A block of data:

* * * * *

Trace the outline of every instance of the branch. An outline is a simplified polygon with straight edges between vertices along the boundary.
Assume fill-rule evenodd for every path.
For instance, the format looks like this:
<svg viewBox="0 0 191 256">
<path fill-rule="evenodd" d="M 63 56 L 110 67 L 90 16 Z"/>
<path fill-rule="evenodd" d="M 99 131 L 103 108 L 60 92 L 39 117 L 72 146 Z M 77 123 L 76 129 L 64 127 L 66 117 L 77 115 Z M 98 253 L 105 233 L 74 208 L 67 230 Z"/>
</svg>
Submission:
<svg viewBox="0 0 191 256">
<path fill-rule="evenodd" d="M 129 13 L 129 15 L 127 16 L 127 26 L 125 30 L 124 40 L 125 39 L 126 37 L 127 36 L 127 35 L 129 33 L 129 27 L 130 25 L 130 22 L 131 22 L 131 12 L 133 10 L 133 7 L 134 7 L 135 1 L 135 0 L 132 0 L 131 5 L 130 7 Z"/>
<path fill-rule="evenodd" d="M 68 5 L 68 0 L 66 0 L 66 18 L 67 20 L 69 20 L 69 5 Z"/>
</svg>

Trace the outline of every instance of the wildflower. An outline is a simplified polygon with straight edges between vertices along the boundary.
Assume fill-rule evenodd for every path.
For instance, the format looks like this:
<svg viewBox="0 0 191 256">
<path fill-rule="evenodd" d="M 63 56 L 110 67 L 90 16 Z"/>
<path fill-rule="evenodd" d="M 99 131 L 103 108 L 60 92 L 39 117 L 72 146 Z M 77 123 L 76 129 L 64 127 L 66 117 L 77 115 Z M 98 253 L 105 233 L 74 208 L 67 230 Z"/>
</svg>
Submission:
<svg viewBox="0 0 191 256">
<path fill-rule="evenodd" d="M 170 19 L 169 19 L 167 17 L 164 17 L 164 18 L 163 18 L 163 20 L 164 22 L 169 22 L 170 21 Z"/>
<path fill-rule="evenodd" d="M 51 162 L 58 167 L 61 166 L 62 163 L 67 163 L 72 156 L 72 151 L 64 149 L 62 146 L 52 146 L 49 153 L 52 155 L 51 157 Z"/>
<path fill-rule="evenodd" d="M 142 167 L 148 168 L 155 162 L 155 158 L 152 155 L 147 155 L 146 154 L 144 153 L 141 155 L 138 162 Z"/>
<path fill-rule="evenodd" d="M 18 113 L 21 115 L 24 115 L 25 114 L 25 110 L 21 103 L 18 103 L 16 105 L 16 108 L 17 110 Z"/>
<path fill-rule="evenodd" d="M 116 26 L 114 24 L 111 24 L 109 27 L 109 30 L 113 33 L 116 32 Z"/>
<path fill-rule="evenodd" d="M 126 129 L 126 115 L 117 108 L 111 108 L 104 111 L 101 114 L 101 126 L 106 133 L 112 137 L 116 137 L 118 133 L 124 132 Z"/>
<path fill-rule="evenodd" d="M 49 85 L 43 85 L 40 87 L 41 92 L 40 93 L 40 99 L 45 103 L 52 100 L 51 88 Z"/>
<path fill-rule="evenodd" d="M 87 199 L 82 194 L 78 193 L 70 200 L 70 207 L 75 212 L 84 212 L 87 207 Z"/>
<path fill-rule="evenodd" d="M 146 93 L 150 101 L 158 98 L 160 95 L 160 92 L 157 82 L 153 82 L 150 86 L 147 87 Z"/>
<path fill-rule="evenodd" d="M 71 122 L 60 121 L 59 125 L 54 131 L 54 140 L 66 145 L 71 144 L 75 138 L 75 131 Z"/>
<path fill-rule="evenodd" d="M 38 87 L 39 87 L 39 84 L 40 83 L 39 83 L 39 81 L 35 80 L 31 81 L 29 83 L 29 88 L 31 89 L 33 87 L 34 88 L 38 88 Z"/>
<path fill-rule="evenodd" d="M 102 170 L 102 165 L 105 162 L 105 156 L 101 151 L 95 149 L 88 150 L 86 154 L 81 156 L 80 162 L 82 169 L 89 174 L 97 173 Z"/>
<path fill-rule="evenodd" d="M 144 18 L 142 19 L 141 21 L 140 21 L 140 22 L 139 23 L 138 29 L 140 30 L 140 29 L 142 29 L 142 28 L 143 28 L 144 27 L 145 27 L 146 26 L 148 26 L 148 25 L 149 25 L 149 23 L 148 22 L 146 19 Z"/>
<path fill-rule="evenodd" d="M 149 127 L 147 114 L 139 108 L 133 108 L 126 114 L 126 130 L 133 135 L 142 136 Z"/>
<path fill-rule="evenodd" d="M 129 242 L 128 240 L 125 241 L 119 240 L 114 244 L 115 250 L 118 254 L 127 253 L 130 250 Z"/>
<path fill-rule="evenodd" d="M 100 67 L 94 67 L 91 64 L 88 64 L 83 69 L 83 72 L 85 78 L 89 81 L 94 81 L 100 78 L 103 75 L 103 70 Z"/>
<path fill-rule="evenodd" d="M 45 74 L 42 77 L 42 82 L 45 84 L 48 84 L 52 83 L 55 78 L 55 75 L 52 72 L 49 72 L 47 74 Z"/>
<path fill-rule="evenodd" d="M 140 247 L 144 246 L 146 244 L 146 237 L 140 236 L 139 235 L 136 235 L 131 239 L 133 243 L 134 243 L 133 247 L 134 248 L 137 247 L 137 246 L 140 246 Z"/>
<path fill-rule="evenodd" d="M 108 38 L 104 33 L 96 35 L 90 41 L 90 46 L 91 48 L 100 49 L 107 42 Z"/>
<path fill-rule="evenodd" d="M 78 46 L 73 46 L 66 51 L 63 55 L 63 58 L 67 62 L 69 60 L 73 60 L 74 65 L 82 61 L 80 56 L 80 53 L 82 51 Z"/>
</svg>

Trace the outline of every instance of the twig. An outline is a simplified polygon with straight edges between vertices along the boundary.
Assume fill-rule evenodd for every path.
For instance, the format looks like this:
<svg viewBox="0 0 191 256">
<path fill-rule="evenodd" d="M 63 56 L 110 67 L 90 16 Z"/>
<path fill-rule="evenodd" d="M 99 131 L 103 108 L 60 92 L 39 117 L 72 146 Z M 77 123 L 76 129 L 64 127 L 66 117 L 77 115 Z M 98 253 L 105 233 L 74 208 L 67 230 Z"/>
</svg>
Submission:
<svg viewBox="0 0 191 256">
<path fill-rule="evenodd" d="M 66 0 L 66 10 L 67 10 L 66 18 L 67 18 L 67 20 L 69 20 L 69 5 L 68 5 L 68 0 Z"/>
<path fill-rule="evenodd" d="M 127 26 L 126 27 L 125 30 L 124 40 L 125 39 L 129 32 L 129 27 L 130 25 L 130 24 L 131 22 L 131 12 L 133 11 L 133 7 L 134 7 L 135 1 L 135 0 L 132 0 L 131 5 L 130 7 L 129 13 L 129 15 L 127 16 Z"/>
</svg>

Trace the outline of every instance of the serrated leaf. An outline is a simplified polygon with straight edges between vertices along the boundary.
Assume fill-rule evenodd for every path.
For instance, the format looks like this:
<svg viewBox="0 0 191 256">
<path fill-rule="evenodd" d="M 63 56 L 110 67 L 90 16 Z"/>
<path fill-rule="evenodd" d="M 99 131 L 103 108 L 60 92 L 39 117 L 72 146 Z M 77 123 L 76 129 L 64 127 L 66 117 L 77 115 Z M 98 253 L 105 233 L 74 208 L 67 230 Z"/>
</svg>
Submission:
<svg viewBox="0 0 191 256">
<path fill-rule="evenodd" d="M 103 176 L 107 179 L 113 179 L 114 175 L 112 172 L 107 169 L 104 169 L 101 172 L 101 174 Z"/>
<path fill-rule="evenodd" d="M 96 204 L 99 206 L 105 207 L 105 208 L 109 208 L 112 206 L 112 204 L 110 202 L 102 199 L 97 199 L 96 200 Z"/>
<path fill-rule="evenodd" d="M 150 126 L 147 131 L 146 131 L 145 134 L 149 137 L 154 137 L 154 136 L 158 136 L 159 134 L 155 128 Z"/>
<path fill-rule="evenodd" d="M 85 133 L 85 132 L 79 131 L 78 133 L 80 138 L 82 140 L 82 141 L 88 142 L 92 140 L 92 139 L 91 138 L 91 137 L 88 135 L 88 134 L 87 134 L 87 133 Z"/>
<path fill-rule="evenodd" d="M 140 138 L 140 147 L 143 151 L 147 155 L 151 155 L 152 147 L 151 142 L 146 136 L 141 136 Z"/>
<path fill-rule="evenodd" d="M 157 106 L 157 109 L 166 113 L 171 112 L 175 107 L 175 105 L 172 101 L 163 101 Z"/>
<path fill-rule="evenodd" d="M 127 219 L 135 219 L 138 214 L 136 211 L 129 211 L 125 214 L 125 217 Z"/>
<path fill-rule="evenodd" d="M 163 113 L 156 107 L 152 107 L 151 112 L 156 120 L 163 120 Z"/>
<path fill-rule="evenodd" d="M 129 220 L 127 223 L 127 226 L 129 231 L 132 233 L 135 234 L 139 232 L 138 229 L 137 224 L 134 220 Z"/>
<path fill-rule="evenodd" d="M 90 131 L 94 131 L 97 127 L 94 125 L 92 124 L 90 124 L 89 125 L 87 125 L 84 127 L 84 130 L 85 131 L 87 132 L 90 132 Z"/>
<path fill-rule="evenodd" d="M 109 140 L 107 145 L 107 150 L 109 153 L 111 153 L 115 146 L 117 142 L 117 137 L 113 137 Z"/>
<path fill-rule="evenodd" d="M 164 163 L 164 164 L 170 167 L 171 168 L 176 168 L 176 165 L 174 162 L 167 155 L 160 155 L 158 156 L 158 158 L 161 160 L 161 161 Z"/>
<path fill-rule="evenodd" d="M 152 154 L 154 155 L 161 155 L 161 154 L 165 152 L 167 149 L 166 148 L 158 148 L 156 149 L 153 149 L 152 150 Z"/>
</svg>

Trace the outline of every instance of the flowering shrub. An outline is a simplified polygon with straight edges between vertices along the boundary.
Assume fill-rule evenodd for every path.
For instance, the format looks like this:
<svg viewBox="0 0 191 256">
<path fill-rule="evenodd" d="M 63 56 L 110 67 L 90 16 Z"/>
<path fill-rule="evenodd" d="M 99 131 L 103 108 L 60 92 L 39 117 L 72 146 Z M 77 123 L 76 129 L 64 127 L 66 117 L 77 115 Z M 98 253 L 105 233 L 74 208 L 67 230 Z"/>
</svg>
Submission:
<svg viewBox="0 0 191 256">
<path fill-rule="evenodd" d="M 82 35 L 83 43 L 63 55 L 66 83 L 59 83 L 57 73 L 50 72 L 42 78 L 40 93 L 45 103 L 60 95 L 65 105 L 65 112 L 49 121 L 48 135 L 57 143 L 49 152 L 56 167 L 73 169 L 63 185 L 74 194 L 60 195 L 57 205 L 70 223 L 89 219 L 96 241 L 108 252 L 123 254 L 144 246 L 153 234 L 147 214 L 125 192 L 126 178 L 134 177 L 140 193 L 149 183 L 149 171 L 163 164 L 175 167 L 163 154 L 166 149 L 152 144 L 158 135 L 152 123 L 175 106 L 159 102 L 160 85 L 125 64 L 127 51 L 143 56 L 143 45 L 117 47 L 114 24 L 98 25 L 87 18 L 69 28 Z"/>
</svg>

* * * * *

● What the task requires
Arrange the lines running from the start of the material through the line that contains "127 16 L 127", both included, as a Markdown table with the columns Row and Line. Number each line in the Row column and leave out any blank lines.

● Correct result
| Row | Line |
|---|---|
| 1 | Trace the outline of every instance of the branch. An outline is a simplified polygon with straight edges between vertices along the boundary. |
| 2 | Assume fill-rule evenodd for every path. |
| 3 | For instance, the format looks like this: |
| 4 | <svg viewBox="0 0 191 256"> |
| 5 | <path fill-rule="evenodd" d="M 63 56 L 110 67 L 90 16 Z"/> |
| 6 | <path fill-rule="evenodd" d="M 99 131 L 103 108 L 60 92 L 39 117 L 72 146 Z M 77 123 L 76 129 L 64 127 L 66 117 L 77 115 Z M 98 253 L 105 233 L 74 208 L 67 230 Z"/> |
| 7 | </svg> |
| 8 | Submission: |
| 9 | <svg viewBox="0 0 191 256"> |
| 10 | <path fill-rule="evenodd" d="M 129 13 L 129 15 L 127 16 L 127 26 L 125 30 L 124 40 L 125 39 L 126 37 L 127 36 L 127 35 L 129 33 L 129 27 L 130 25 L 130 22 L 131 22 L 131 12 L 133 10 L 133 7 L 134 7 L 135 1 L 135 0 L 132 0 L 131 5 L 130 7 Z"/> |